### DOCUMENT SECTION:
________

Like a hallowed place, the holiday season may prompt us to expect the sacred. But looking can be the greatest impediment to finding what we need.

Theologian Belden Lane begins his classic study, Landscapes of the Sacred: Geography and Narrative in American Spirituality, with a personal story that makes a general point about his topic.

The general point is that sacred place, like the Four Corners region of the Southwest or Tahoma (Mount Rainier) in the Northwest, is not chosen, it chooses. We don’t make a particular place sacred; the sacred chooses to reveal itself when and where it wills.

Lane wrote of his many hikes, while a professor in St. Louis, along the Mississippi and Illinois rivers, describing a pattern. “Each time, on arriving at the river, I want to find God immediately -- I want direct access, I want power and preternatural wonder. I’ll listen to the sound of squirrels and birds, expecting God’s voice to echo in the rustle of every stirring leaf. I’ll stalk God, as it were, along the trails . . . I finally realize there’s going to be nothing there but trees and clouds and distant river after all. I find myself left with dead leaves and a thin line of geese flying over the western sky. Yet it is at this precise moment, where I give up looking for the burning bush, that my retreat usually begins.”

The sacred, the holy elude our attempts at capture, our plans to bag and to mount. Only when Lane has given up the fevered search will the holy be found.

On one such trip, Lane trailed homeward at day’s end, “having come once again to abandon hope of finding Yahweh in every leaf and bush.” With the sun heavy and red in the trees, a side-path beckoned. Taking it, he noticed, beyond a fallen tree, a small, leaf-covered clearing, dimly lit and inviting. “I had been driven all day in a fevered search for wonder. This place, however, invited one’s acceptance of it for its own sake alone.”

________

### DATA EXTRACT:
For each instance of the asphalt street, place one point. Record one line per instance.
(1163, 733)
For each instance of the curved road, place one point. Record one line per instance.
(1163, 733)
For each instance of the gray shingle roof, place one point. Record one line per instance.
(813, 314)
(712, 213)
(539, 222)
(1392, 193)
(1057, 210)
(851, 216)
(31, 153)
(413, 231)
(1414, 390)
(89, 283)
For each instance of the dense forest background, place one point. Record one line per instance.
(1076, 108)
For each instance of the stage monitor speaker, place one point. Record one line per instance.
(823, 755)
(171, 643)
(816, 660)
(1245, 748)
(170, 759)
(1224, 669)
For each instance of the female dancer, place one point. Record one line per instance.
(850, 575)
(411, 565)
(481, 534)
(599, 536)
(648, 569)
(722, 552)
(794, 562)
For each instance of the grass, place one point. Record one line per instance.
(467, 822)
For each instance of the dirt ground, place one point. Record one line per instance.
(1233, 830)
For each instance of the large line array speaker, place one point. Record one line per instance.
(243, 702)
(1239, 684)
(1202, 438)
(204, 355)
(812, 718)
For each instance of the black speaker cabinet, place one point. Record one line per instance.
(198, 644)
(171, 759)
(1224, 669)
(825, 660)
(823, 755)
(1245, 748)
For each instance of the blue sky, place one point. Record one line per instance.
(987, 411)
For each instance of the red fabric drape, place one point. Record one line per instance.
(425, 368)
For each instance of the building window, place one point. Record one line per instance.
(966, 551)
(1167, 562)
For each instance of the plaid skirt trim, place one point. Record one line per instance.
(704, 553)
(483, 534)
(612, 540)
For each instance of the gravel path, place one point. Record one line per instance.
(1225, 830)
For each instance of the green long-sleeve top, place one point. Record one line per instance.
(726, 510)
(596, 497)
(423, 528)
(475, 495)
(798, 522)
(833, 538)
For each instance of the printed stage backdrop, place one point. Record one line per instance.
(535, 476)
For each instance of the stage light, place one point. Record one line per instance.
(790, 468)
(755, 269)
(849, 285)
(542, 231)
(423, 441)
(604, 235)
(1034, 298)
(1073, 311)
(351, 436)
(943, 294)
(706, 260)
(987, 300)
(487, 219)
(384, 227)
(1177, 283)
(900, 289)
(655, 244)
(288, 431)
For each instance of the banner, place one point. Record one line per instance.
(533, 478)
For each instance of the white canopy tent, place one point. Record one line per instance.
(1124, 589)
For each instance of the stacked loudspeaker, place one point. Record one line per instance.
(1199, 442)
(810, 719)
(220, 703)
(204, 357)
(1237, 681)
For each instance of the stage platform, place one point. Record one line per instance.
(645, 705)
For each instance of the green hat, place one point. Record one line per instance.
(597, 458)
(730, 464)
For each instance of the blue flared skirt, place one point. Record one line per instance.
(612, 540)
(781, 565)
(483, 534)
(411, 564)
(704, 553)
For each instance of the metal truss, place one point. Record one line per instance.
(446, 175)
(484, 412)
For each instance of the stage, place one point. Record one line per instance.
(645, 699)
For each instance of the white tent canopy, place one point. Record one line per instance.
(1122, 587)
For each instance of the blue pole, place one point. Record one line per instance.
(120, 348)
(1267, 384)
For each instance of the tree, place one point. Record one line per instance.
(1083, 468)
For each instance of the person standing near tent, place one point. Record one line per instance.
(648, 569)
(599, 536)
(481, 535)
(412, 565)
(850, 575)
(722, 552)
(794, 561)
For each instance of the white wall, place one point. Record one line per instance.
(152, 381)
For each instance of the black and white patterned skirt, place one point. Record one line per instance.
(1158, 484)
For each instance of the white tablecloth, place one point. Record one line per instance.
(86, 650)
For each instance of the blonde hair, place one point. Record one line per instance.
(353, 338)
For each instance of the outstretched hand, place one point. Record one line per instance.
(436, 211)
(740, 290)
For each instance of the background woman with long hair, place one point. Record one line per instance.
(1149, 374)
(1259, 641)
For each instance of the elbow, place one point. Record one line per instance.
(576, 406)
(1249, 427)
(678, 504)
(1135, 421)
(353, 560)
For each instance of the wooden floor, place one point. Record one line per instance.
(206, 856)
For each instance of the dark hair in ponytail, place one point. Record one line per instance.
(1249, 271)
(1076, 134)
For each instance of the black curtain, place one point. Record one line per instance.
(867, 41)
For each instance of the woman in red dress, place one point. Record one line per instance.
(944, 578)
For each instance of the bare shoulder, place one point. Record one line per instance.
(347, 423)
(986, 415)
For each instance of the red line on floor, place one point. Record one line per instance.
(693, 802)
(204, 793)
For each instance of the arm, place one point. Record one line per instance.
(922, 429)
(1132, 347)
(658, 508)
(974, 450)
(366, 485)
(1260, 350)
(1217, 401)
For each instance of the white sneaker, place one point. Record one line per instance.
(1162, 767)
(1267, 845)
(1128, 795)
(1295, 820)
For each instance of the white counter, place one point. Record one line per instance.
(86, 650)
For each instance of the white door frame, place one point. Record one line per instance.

________

### REQUESTS:
1. Translate this sentence from the passage on sacred places into Spanish: "We don’t make a particular place sacred; the sacred chooses to reveal itself when and where it wills."
2. Reproduce the passage on sacred places word for word, starting at "The general point" and ending at "where it wills.".
The material above has no connection to the passage on sacred places.

### ANSWERS PER TASK:
1. No hacemos sagrado un lugar en particular; lo sagrado elige revelarse cuándo y dónde quiere.

2.
The general point is that sacred place, like the Four Corners region of the Southwest or Tahoma (Mount Rainier) in the Northwest, is not chosen, it chooses. We don’t make a particular place sacred; the sacred chooses to reveal itself when and where it wills.